- Page text
10 Feb 2006

Singapore Won't Allow Publication of Prophet Cartoons, Lee Says

Feb. 10 (Bloomberg) -- Singapore won't allow the publication of a controversial sequence of cartoons depicting the prophet Muhammad, Singapore Prime Minister Lee Hsien Loong said late Thursday, condemning the caricatures as
insensitive.

Maintaining racial harmony is a higher priority than freedom of expression, Lee said in broad-ranging comments in a meeting with community leaders. He also warned Singapore remains a ``key target'' for terrorist attacks, according to a transcript of his remarks published in the Straits Times.

Cartoons of the Prophet Muhammad, first published in a Danish newspaper in September and subsequently reprinted in newspapers around the world, have sparked protests in which more than 10 people have died. Islam, followed by about 14 percent of Singapore's population, bans the visual depiction of the prophet, and Muslims were especially angered that one of the caricatures showed him wearing a turban shaped like a bomb.

``It's wrong, it's provocative. We would not have allowed in Singapore,'' Lee said in the two-hour dialogue yesterday with 1,700 community leaders and students. ``It was wrong for the Danish newspapers to publish the pictures, it was wrong for the other European newspapers to say, in solidarity, I will republish.''

Neighboring Malaysia, where three fifths of the population follow Islam, has also condemned the caricatures. Prime Minister Abdullah Ahmad Badawi suspended the permit of The Sarawak Press Sdn. after its Sarawak Tribune newspaper reprinted the cartoons, Malaysian state-owned Bernama News Agency reported late Thursday.

- Stated task
Please return the news report above on Singapore's cartoon ban in full, word for word.

- Provided records
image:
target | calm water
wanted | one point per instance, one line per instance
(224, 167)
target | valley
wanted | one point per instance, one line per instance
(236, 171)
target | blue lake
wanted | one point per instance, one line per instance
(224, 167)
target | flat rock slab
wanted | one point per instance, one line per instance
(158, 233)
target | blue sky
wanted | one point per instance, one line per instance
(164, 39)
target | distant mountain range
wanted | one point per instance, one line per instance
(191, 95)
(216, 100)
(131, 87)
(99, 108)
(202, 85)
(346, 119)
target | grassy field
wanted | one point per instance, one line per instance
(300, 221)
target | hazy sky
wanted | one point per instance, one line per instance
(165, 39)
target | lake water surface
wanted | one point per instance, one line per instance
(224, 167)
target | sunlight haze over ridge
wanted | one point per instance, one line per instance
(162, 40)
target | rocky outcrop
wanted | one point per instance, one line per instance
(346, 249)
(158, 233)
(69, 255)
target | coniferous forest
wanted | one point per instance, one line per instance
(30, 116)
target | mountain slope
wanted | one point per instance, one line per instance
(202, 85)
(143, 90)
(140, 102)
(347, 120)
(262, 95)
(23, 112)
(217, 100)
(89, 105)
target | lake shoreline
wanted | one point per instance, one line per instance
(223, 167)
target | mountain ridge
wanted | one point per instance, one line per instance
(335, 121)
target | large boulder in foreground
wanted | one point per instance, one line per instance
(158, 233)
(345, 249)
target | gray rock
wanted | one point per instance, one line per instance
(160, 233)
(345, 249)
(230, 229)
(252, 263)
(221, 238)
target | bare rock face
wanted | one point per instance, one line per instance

- Complete answer
10 Feb 2006

Singapore Won't Allow Publication of Prophet Cartoons, Lee Says

Feb. 10 (Bloomberg) -- Singapore won't allow the publication of a controversial sequence of cartoons depicting the prophet Muhammad, Singapore Prime Minister Lee Hsien Loong said late Thursday, condemning the caricatures as
insensitive.

Maintaining racial harmony is a higher priority than freedom of expression, Lee said in broad-ranging comments in a meeting with community leaders. He also warned Singapore remains a ``key target'' for terrorist attacks, according to a transcript of his remarks published in the Straits Times.

Cartoons of the Prophet Muhammad, first published in a Danish newspaper in September and subsequently reprinted in newspapers around the world, have sparked protests in which more than 10 people have died. Islam, followed by about 14 percent of Singapore's population, bans the visual depiction of the prophet, and Muslims were especially angered that one of the caricatures showed him wearing a turban shaped like a bomb.

``It's wrong, it's provocative. We would not have allowed in Singapore,'' Lee said in the two-hour dialogue yesterday with 1,700 community leaders and students. ``It was wrong for the Danish newspapers to publish the pictures, it was wrong for the other European newspapers to say, in solidarity, I will republish.''

Neighboring Malaysia, where three fifths of the population follow Islam, has also condemned the caricatures. Prime Minister Abdullah Ahmad Badawi suspended the permit of The Sarawak Press Sdn. after its Sarawak Tribune newspaper reprinted the cartoons, Malaysian state-owned Bernama News Agency reported late Thursday.